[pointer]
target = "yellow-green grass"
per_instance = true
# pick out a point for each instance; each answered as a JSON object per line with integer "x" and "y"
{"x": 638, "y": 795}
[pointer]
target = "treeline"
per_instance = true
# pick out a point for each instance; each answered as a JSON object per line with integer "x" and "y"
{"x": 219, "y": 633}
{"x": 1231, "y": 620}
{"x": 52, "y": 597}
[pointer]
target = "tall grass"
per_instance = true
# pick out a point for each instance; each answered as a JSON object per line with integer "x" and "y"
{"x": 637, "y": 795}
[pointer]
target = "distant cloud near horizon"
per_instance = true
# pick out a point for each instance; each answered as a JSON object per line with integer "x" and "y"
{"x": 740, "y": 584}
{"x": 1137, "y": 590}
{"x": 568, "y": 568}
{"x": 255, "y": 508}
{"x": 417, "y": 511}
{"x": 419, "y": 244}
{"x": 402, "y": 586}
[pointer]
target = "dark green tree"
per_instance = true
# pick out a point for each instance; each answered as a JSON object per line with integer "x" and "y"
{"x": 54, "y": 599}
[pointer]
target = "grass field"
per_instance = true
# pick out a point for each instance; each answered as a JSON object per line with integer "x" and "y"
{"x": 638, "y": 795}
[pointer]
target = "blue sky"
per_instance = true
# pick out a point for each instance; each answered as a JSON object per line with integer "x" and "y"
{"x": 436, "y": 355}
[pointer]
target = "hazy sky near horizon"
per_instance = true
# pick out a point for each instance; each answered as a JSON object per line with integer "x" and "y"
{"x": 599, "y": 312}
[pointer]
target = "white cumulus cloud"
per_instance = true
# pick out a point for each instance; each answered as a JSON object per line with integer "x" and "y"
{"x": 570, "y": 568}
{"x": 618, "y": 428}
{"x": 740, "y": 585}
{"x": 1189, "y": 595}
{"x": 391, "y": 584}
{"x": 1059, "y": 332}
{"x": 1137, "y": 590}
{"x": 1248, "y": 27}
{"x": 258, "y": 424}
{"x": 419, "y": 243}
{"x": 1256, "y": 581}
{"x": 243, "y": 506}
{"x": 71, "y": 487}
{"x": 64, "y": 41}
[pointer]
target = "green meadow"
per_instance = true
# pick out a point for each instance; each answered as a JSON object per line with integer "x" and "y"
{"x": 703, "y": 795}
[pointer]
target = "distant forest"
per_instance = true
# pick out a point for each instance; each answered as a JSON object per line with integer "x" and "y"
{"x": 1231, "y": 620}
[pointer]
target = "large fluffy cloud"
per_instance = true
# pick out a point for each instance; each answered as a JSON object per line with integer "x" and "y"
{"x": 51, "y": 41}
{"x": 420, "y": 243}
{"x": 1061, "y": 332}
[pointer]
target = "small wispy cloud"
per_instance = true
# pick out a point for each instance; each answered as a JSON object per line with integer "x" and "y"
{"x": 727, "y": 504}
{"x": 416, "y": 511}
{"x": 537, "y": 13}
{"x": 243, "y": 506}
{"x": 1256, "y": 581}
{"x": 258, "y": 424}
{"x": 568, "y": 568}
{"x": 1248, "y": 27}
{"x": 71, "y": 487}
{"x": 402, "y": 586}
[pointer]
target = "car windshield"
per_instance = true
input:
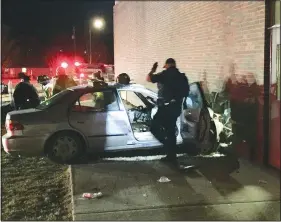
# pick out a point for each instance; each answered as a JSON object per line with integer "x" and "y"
{"x": 53, "y": 100}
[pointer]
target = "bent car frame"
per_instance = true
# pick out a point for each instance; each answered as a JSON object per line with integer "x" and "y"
{"x": 87, "y": 119}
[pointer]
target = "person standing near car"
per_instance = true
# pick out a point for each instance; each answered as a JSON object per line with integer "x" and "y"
{"x": 173, "y": 87}
{"x": 25, "y": 95}
{"x": 62, "y": 82}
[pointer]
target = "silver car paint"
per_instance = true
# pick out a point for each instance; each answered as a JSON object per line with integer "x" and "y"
{"x": 39, "y": 125}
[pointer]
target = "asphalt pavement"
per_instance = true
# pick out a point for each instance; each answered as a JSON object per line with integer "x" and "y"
{"x": 131, "y": 190}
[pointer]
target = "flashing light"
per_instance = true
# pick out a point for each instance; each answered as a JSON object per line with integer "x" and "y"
{"x": 77, "y": 63}
{"x": 64, "y": 65}
{"x": 98, "y": 23}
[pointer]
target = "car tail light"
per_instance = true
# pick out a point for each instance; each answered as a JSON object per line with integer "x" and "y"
{"x": 12, "y": 125}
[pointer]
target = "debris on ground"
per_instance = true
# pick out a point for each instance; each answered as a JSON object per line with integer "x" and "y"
{"x": 92, "y": 195}
{"x": 164, "y": 180}
{"x": 262, "y": 182}
{"x": 187, "y": 167}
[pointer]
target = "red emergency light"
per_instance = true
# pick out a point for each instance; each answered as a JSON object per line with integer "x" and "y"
{"x": 64, "y": 65}
{"x": 77, "y": 63}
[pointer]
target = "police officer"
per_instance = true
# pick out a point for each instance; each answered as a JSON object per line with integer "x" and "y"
{"x": 170, "y": 100}
{"x": 62, "y": 81}
{"x": 25, "y": 95}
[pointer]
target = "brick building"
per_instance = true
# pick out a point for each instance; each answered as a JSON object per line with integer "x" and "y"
{"x": 207, "y": 38}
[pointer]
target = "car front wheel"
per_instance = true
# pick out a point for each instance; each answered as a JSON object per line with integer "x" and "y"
{"x": 65, "y": 147}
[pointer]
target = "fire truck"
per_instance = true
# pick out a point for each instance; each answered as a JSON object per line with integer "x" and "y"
{"x": 85, "y": 71}
{"x": 88, "y": 70}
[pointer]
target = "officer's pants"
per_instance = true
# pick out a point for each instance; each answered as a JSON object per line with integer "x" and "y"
{"x": 163, "y": 127}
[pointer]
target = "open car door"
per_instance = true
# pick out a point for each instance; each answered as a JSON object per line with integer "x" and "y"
{"x": 196, "y": 122}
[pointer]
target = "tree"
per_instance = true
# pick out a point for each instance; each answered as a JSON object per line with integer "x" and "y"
{"x": 9, "y": 48}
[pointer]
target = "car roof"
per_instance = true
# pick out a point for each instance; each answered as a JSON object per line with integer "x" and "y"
{"x": 109, "y": 86}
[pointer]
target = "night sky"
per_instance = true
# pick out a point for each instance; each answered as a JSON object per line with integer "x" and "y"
{"x": 40, "y": 25}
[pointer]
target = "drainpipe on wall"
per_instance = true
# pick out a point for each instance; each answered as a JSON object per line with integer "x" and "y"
{"x": 266, "y": 107}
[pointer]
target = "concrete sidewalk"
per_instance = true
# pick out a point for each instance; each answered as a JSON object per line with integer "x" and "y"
{"x": 132, "y": 192}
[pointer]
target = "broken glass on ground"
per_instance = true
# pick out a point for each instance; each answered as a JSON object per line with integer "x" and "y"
{"x": 164, "y": 180}
{"x": 92, "y": 195}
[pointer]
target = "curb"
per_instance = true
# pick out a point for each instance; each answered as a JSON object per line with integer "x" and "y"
{"x": 71, "y": 191}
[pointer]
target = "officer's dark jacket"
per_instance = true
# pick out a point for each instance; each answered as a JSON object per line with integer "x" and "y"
{"x": 25, "y": 96}
{"x": 61, "y": 83}
{"x": 168, "y": 82}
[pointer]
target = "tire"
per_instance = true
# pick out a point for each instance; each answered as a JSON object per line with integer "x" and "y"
{"x": 65, "y": 147}
{"x": 206, "y": 134}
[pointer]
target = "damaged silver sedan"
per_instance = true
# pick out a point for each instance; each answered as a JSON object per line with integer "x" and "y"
{"x": 87, "y": 119}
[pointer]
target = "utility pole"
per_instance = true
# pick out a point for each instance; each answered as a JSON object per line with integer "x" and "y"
{"x": 74, "y": 41}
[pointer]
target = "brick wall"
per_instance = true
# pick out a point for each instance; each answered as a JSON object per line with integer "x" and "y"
{"x": 206, "y": 38}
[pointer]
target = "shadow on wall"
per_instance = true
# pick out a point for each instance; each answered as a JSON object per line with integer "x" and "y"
{"x": 242, "y": 97}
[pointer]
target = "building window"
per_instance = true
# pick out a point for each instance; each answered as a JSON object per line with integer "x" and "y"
{"x": 278, "y": 71}
{"x": 275, "y": 12}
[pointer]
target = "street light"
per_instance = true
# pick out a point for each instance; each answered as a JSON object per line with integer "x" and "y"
{"x": 97, "y": 23}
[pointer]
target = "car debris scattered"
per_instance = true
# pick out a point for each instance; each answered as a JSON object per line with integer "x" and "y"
{"x": 262, "y": 182}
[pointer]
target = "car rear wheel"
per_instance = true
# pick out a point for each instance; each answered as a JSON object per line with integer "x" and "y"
{"x": 206, "y": 134}
{"x": 65, "y": 147}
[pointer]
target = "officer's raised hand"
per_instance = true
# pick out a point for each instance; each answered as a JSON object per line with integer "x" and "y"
{"x": 154, "y": 67}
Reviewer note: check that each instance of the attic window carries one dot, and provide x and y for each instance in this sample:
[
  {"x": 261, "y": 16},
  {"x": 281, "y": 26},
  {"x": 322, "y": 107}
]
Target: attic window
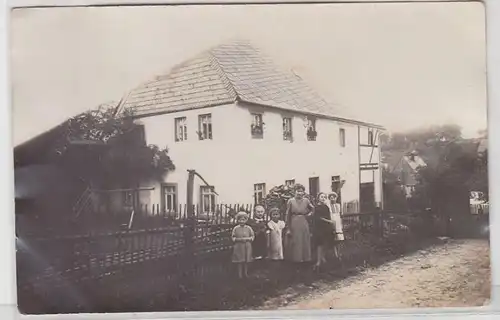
· · · · ·
ASSIGNED TASK
Where a line of the data contains "building", copy that line.

ANSWER TO THIS PROBLEM
target = "brick building"
target = "building window"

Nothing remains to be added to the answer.